TEXTE FOURNI -

Chez les grecs, on retrouve couramment cette proclamation ou oralisation d'un texte."La façon normale de publier un livre était de le lire en public, ce que faisait l'auteur et ensuite les lecteurs ou les comédiens professionnels. La récitation publique est restée la méthode d'édition la plus courante longtemps après que les livres et la lecture se sont répandus"169. La pratique de la lecture était d'abord diction d'un texte à un public par l'oral dans un but commercial ou de partage. Les romains avaient également ce genre de pratiques." Tacite raconte que les auteurs devaient eux-mêmes louer une maison et des sièges, et solliciter personnellement leur public ; et Juvénal se plaint d'un homme riche qui avait prêté une maison vide et envoyé, pour former l'auditoire, ses affranchis et ses clients pauvres, mais qui n'avait pas voulu payer le prix des sièges"170 . Cette anecdote rapportée par Frédérick KENYON a quelque chose de tout à fait contemporain ; pour faire entendre sa chanson ou son discours, les auteurs louent aujourd'hui encore des salles. Pendant longtemps, la lecture restera essentiellement orale, et le moyen âge considérera les paroles comme une "nourriture" spirituelle venant du divin. On est loin de la lecture dite silencieuse, où le lecteur est seul avec l'écrit, seul avec l'auteur. Lecture silencieuse et lecture orale n'ont pas du tout la même implication au regard du texte à lire. Un lecteur du Moyen Age lisant essentiellement des textes philosophiques ou théologiques de son époque avait une vocation à transmettre à d'autres les pensées d'auteurs autorisés. Alain de LIBERA montre le rapport qui rapprochait les rayons cosmiques des étoiles, ondes venant de Dieu, et la parole, qui pouvait être assimilé au rayonnement divin." l'idée d'une efficacité radiale de la parole permettait de donner un statut scientifique, quasi-matérialiste, à la magie, mais par un choc en retour, elle autorisait aussi une interprétation magico-astrologique des sacrements chrétiens exercés par ou dans un acte de langage "171 De même, DOM JEAN LECLERQ rapporte "qu'au moyen âge, comme dans l'antiquité, on lit normalement, non pas comme aujourd'hui principalement avec ses yeux, mais avec ses lèvres, en prononçant ce qu'on voit, en parlant, et avec ses oreilles, en écoutant les paroles qu'on prononce..."172

La matière des supports de l'écrit (pierre, cire, tablette, papyrus, parchemin, etc.) n'offrait pas la souplesse d'utilisation du papier que nous utilisons aujourd'hui et ainsi limitait par leur encombrement et leur fragilité, leurs déplacements et leurs duplications. L'organisation des signes, quant à elle, (absence de ponctuation, de blanc entre les mots, d'illustrations etc..) caractérisait ces écrits, qui ne donnaient pas de repos à l'œil ; la structure compacte des textes favorisait peut-être davantage sa diction. Ce n'est que vers la fin du premier millénaire que le livre commençait à apparaître.

DONNÉES EXTRAITES -
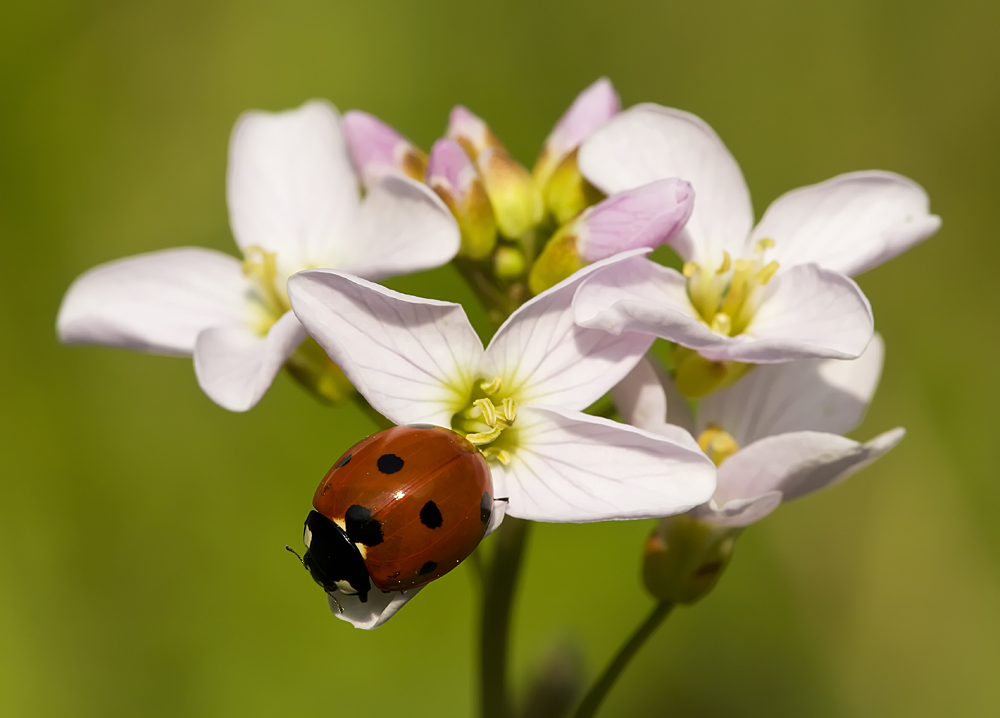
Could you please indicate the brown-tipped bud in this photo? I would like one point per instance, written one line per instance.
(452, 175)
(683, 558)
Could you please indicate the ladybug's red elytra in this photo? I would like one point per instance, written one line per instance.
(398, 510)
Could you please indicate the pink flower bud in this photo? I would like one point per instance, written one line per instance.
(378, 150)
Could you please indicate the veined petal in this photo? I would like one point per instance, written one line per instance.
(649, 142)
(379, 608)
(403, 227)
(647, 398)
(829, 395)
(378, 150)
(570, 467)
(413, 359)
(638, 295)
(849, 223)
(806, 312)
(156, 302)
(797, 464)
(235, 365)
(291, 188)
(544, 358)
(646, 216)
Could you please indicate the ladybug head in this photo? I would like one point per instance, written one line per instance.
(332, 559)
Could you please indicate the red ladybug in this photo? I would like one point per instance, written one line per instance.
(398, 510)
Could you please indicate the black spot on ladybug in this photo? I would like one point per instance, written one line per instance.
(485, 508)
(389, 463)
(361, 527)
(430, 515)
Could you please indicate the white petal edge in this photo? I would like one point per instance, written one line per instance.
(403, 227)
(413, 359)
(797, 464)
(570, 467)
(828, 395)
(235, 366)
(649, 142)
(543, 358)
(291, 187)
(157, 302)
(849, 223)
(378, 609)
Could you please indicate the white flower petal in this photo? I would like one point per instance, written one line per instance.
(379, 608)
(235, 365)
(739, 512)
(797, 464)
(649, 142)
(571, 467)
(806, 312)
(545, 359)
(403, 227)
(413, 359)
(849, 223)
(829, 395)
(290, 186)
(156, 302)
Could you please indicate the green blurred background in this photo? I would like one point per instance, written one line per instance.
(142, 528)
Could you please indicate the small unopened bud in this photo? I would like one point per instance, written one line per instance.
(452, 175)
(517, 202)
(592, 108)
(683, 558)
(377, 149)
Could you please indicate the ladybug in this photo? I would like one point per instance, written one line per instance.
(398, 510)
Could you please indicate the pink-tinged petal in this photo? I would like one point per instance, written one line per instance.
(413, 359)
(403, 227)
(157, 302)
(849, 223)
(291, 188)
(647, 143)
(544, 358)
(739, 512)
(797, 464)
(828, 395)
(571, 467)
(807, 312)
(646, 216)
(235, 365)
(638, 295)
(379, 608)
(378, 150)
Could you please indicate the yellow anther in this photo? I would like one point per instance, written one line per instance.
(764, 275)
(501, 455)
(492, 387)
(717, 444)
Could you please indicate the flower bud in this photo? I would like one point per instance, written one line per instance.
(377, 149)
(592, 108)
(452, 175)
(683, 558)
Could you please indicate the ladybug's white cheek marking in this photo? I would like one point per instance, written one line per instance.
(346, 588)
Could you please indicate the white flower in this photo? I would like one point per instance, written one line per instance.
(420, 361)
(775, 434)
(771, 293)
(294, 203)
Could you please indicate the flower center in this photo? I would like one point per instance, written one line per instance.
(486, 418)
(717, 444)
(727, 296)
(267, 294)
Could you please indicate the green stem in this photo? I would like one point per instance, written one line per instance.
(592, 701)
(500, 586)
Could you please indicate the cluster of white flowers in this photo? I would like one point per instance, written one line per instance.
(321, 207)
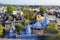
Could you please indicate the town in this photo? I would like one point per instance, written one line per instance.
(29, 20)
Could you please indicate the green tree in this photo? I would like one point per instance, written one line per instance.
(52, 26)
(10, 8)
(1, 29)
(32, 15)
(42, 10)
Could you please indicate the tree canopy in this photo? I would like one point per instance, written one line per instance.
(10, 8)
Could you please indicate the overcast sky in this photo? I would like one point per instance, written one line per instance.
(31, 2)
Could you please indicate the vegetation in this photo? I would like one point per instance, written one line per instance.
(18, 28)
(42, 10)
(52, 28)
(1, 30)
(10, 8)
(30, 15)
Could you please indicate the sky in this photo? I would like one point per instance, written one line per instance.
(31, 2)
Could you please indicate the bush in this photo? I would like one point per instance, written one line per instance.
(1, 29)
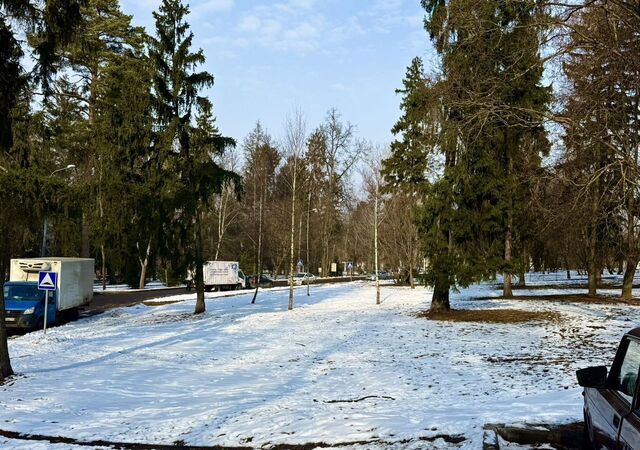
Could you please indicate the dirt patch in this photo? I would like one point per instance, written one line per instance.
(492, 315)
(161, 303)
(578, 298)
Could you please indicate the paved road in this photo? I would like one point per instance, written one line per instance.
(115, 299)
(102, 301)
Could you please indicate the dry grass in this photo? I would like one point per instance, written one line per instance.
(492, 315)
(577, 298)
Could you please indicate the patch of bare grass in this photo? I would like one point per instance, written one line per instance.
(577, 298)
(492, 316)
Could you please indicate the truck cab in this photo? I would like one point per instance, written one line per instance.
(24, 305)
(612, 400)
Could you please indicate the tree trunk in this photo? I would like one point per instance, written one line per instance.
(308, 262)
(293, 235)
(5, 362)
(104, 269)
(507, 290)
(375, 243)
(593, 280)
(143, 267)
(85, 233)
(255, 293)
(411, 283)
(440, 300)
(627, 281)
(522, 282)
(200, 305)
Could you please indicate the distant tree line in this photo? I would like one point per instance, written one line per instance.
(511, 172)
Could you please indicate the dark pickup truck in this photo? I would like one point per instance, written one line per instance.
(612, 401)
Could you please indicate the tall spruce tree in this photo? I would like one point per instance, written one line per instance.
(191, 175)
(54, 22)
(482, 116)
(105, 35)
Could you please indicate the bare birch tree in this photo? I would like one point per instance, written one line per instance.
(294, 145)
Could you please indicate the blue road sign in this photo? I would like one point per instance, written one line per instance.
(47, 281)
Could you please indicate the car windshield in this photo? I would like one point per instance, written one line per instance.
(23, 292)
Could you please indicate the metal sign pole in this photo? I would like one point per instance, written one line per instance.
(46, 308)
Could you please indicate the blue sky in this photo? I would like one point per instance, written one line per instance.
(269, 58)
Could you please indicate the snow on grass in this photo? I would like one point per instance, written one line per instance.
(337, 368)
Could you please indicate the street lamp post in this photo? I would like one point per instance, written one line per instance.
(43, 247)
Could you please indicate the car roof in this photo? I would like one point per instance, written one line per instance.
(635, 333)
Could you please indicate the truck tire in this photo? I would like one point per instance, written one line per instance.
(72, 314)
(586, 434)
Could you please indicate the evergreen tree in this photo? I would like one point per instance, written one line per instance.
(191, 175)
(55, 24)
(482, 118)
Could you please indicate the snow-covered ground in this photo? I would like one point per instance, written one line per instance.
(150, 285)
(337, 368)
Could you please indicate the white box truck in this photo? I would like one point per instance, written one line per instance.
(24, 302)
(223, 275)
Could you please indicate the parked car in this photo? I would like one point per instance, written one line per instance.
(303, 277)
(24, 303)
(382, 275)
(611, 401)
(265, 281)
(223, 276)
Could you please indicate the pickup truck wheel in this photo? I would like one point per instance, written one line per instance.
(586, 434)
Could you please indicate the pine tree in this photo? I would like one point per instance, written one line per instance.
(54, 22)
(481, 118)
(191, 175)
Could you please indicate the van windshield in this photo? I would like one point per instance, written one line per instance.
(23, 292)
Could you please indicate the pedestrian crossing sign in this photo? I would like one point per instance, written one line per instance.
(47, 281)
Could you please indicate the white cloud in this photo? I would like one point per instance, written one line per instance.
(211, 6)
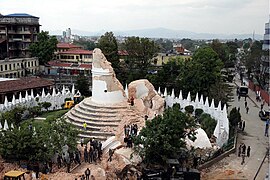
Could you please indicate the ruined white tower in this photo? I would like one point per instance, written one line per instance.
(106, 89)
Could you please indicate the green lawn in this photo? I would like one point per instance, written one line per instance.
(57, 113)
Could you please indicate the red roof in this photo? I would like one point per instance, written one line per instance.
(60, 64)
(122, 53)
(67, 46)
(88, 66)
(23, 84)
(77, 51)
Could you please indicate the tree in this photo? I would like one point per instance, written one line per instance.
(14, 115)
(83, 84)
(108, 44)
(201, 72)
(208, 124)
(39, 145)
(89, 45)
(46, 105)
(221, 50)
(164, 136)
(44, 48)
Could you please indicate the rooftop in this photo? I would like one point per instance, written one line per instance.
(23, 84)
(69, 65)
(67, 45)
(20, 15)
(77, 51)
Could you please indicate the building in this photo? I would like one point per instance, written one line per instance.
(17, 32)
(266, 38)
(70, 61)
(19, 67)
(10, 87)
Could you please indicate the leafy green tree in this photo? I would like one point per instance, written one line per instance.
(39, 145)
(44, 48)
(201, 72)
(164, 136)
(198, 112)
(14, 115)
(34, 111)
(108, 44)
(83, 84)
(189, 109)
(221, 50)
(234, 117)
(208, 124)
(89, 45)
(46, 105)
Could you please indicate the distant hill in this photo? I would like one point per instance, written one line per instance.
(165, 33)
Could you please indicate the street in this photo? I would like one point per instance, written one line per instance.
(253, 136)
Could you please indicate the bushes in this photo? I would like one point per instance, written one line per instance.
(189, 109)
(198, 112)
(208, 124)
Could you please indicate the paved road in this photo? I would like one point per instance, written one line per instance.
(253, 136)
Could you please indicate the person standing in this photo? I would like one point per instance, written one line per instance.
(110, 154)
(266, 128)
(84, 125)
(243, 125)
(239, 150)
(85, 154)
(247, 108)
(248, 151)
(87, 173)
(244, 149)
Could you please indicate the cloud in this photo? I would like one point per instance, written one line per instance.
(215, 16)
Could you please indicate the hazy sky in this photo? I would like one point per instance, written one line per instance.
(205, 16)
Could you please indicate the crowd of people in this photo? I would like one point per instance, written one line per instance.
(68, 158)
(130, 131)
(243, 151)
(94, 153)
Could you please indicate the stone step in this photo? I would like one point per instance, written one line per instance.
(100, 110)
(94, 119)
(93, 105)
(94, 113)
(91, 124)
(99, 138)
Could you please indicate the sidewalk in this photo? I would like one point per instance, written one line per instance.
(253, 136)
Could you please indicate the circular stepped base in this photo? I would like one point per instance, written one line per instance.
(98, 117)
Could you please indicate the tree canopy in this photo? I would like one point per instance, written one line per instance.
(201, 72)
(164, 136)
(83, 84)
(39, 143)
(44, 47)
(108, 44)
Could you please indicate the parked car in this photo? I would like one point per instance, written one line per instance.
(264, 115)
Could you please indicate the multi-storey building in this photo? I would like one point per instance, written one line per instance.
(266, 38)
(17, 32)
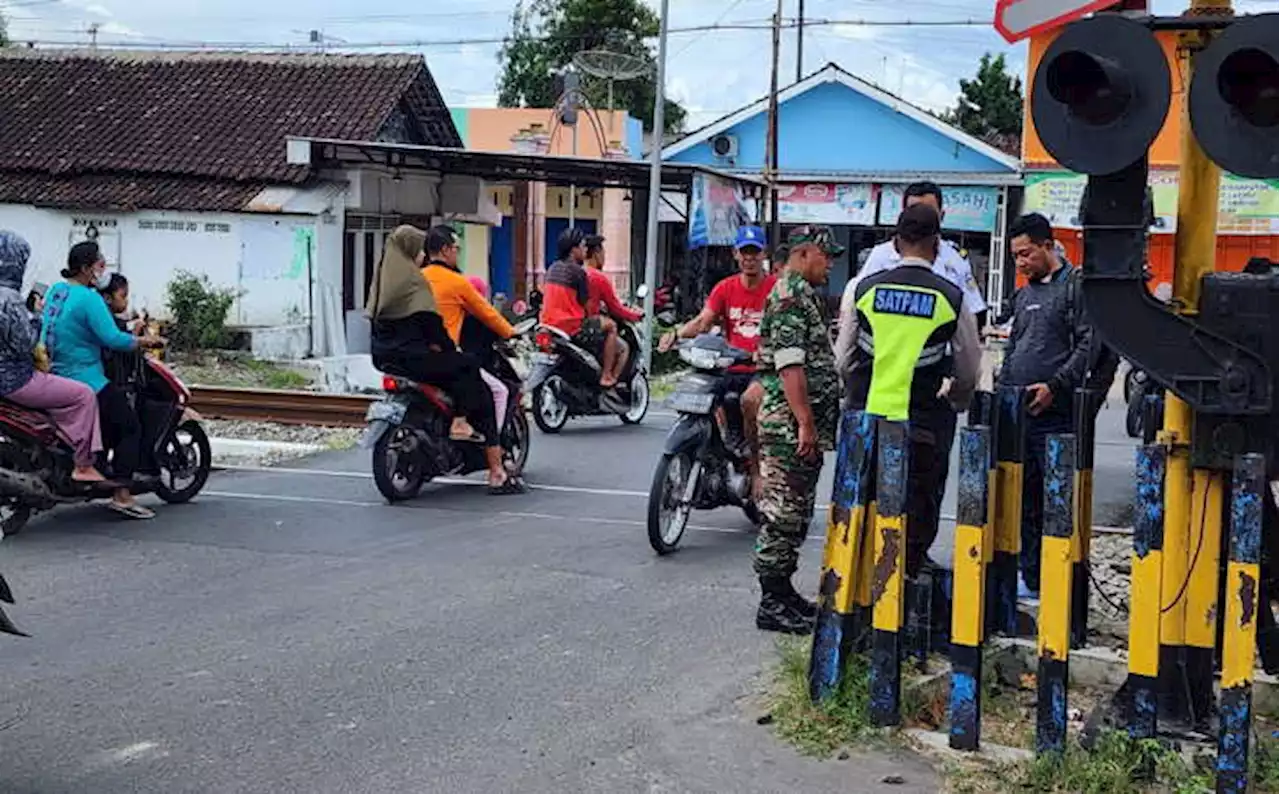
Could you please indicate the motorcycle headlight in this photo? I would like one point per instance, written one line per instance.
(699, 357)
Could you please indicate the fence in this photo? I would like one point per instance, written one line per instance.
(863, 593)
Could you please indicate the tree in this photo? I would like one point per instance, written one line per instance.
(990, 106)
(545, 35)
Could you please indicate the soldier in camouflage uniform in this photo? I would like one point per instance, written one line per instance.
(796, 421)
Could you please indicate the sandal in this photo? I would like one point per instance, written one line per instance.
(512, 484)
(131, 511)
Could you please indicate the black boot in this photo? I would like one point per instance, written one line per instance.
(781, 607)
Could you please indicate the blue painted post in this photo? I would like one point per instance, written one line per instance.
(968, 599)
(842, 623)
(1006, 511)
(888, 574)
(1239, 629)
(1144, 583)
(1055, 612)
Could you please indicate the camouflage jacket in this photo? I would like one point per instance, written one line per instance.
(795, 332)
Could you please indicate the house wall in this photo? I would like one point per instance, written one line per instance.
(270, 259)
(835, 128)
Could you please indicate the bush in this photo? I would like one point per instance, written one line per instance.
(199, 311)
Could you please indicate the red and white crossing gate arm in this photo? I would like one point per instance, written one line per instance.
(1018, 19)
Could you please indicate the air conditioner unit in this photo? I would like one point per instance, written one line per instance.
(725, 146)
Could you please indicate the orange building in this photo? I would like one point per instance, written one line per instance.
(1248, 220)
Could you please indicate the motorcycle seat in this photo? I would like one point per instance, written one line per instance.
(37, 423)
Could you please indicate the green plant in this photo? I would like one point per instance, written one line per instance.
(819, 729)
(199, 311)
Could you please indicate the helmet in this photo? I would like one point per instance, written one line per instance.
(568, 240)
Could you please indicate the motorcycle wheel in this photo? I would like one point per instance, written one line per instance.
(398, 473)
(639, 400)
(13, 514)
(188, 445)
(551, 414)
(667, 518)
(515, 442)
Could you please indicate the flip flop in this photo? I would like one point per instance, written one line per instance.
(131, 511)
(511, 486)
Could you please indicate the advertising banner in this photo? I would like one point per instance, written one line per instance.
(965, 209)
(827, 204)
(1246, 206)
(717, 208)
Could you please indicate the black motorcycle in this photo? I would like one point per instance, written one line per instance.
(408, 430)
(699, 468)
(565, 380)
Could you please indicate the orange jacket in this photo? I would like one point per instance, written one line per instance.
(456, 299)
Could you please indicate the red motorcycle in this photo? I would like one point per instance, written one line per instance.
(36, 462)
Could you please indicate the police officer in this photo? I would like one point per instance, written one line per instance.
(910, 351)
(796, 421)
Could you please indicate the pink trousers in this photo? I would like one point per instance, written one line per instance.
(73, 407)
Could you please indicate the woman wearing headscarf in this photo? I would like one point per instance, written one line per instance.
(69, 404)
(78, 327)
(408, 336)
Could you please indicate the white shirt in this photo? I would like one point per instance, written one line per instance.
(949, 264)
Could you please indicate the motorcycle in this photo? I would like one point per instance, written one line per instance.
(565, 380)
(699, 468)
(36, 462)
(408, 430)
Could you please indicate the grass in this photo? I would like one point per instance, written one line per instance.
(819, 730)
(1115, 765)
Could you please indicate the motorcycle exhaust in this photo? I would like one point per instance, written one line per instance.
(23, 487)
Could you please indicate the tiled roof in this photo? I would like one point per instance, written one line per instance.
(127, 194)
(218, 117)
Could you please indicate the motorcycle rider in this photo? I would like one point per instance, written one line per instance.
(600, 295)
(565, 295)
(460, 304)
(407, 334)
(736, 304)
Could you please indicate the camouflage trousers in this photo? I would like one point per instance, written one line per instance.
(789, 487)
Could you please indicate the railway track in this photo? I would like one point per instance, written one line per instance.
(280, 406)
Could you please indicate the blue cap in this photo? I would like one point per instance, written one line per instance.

CONSIGNE DONNÉE 1 - Selon le texte fourni, à quelle époque le livre commençait-il à apparaître ?
CONSIGNE DONNÉE 2 - Recopiez à l'identique un passage du texte fourni : commencez aux mots « La matière des » et arrêtez-vous après « commençait à apparaître. ».

SOLUTION RÉDIGÉE 1 - Vers la fin du premier millénaire.

SOLUTION RÉDIGÉE 2 -
La matière des supports de l'écrit (pierre, cire, tablette, papyrus, parchemin, etc.) n'offrait pas la souplesse d'utilisation du papier que nous utilisons aujourd'hui et ainsi limitait par leur encombrement et leur fragilité, leurs déplacements et leurs duplications. L'organisation des signes, quant à elle, (absence de ponctuation, de blanc entre les mots, d'illustrations etc..) caractérisait ces écrits, qui ne donnaient pas de repos à l'œil ; la structure compacte des textes favorisait peut-être davantage sa diction. Ce n'est que vers la fin du premier millénaire que le livre commençait à apparaître.